◆ **Instructions for the task**: Output only the lines that run from the one with "the white t-shirt" to the final line of the material, exactly as they are written.
━━━━━ Extracted material
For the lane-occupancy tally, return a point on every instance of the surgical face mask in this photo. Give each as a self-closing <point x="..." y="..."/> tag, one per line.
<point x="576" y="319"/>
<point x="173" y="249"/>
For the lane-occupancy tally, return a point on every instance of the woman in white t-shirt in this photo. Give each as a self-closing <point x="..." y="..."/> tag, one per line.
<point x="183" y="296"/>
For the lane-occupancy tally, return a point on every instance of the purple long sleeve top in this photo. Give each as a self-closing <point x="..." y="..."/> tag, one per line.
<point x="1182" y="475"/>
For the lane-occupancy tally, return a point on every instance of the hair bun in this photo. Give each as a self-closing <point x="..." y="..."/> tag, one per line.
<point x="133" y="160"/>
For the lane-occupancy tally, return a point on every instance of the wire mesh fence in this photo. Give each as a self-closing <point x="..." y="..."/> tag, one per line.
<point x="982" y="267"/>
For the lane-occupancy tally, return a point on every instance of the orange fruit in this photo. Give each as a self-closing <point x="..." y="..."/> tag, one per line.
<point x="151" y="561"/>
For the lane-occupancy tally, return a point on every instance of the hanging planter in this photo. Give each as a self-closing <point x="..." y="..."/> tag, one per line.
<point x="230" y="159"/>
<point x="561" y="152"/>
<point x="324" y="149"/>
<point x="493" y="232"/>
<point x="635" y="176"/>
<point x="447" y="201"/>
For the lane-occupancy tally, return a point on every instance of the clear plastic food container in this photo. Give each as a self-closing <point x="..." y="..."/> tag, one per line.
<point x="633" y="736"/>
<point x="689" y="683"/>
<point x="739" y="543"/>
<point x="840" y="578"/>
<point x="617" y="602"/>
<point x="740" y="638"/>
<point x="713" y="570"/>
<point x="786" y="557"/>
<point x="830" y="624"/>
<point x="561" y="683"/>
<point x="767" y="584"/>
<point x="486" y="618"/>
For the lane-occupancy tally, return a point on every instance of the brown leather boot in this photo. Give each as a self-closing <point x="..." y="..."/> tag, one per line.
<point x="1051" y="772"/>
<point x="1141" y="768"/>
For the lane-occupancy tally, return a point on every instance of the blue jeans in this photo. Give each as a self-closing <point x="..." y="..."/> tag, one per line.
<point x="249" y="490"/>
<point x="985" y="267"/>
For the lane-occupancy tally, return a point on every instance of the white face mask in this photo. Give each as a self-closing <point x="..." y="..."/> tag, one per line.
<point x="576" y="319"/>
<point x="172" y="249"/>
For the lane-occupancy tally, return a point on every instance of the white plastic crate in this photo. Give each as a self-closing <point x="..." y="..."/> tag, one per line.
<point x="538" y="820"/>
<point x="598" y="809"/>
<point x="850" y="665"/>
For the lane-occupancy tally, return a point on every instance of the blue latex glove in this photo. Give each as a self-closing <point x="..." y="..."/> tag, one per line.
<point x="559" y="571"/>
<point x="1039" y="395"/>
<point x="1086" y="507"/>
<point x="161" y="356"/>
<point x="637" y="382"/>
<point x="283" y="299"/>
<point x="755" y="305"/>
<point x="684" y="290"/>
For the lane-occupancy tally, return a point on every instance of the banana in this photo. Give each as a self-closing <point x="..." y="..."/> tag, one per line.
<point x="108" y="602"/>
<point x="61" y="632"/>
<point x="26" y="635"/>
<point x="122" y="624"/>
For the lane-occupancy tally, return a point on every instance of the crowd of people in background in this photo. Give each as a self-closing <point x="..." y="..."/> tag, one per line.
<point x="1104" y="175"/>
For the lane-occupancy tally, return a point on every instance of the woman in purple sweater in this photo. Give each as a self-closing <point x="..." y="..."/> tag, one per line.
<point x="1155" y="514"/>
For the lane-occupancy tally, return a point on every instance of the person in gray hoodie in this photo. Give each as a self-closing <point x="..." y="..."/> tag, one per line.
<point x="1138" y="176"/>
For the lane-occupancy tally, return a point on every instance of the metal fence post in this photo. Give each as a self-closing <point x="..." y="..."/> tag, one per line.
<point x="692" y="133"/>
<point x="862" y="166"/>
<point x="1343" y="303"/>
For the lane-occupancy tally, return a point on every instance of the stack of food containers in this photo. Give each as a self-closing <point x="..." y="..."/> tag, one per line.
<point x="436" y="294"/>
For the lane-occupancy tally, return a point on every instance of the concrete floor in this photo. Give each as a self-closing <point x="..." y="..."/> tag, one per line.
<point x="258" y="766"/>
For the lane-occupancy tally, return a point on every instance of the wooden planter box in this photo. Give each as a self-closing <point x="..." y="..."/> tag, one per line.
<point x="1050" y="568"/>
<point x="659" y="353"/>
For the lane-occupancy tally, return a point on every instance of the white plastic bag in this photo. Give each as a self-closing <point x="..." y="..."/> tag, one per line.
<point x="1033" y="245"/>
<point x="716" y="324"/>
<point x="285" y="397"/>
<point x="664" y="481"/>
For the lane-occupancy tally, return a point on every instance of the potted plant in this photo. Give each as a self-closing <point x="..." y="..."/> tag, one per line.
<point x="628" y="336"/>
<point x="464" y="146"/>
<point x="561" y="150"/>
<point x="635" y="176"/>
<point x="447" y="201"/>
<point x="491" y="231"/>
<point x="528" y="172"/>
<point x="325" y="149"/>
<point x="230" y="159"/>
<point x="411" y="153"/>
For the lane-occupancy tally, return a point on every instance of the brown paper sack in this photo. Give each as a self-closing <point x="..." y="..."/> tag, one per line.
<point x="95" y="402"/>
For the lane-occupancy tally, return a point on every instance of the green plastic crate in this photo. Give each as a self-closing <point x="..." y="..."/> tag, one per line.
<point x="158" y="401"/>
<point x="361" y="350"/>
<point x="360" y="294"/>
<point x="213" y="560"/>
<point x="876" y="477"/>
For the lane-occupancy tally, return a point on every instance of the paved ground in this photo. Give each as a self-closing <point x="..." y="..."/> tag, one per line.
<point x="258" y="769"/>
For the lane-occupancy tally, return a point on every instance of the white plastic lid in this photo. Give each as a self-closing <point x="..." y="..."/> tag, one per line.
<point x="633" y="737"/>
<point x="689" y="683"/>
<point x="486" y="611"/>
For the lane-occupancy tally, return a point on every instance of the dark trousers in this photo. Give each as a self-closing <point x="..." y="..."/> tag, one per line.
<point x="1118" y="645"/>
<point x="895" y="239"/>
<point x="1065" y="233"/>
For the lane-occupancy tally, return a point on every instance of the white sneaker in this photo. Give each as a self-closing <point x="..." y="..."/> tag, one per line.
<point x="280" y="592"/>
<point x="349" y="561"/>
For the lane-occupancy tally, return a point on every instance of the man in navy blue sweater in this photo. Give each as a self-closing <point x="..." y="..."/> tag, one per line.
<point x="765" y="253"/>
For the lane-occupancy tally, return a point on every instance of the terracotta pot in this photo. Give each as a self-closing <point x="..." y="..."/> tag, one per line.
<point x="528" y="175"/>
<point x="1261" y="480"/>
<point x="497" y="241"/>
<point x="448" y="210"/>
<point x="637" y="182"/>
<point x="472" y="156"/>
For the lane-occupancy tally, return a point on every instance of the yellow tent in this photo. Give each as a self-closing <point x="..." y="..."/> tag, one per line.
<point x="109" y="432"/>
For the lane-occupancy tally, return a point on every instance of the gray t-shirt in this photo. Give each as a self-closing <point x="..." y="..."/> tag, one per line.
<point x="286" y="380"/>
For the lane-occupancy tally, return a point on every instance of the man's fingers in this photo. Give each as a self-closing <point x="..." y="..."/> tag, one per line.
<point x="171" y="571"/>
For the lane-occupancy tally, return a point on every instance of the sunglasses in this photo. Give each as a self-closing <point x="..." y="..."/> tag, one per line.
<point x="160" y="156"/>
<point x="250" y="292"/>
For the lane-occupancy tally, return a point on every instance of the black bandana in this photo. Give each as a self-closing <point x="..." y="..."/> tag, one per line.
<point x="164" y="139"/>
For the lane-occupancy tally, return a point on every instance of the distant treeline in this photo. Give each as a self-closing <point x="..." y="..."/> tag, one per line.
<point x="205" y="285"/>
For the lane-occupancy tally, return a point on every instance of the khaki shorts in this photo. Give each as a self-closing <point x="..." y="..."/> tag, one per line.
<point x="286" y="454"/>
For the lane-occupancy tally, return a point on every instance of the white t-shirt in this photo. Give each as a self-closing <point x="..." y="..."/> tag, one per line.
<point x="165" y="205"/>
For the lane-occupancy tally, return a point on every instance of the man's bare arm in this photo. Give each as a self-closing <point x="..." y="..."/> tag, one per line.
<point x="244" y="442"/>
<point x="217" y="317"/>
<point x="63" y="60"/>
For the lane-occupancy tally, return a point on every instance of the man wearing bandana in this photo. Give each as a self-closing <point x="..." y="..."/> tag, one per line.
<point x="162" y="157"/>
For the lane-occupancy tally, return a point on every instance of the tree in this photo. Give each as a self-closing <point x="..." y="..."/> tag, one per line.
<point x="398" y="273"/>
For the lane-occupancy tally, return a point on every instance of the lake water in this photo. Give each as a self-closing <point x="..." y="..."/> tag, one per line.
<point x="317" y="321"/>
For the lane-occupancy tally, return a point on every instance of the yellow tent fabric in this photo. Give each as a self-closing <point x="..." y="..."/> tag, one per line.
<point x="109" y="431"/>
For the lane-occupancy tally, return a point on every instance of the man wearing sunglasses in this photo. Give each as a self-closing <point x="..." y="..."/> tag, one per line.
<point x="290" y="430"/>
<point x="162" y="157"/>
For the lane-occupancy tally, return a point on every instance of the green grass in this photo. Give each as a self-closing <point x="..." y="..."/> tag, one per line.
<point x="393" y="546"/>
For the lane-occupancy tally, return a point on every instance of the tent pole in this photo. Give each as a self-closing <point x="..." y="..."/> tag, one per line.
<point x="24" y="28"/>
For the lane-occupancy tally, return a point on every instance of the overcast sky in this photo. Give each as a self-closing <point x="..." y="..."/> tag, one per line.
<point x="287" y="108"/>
━━━━━━━━━━
◆ **Exercise answer**:
For the lane-occupancy tally, return a point on every instance of the white t-shirt in this photo. Give each as a self-closing <point x="..." y="..."/> tag, one per line.
<point x="165" y="205"/>
For the lane-occupancy tally, return a point on every instance of the man's bare arm in this photo. Give each as a self-closing <point x="..." y="..."/> tag, one per line.
<point x="244" y="442"/>
<point x="217" y="317"/>
<point x="63" y="60"/>
For the lane-occupancy tally, return a point on every instance of the man wearing bandana in this photo. Give each as a self-closing <point x="..." y="..."/> tag, one per line.
<point x="162" y="157"/>
For the lane-occupancy tally, return a point on every instance of the tree in this photo. Give each as a self-closing <point x="..." y="..."/> tag, one per line.
<point x="398" y="273"/>
For the lane-occupancy tally, return a point on every instance of the lake water in this photo. Give each as a self-closing <point x="..." y="..."/> tag, one per line.
<point x="317" y="321"/>
For the lane-occupancy tally, return a point on every instance of the yellow tent fabric in this photo. Give each as a self-closing <point x="..." y="..."/> tag, one per line.
<point x="109" y="431"/>
For the lane-occupancy tally, return a point on every instance of the man wearing sunglasses in this photo. Give each as a self-closing <point x="..." y="..."/> tag, one per line.
<point x="290" y="430"/>
<point x="162" y="157"/>
For the lane-occupancy tally, return a point on every instance of the green grass in this photo. Give each as a self-closing <point x="..." y="..."/> tag, one per line.
<point x="393" y="546"/>
For the lane-occupancy tally, return a point on every instance of the tent pole in this photo. Give each as a self-closing <point x="..." y="..."/> tag, one per line.
<point x="24" y="28"/>
For the lane-occupancy tally, return a point on every instance of the overcast sky in this photo. Give each as a self-closing <point x="..." y="..."/> tag, one per line.
<point x="287" y="108"/>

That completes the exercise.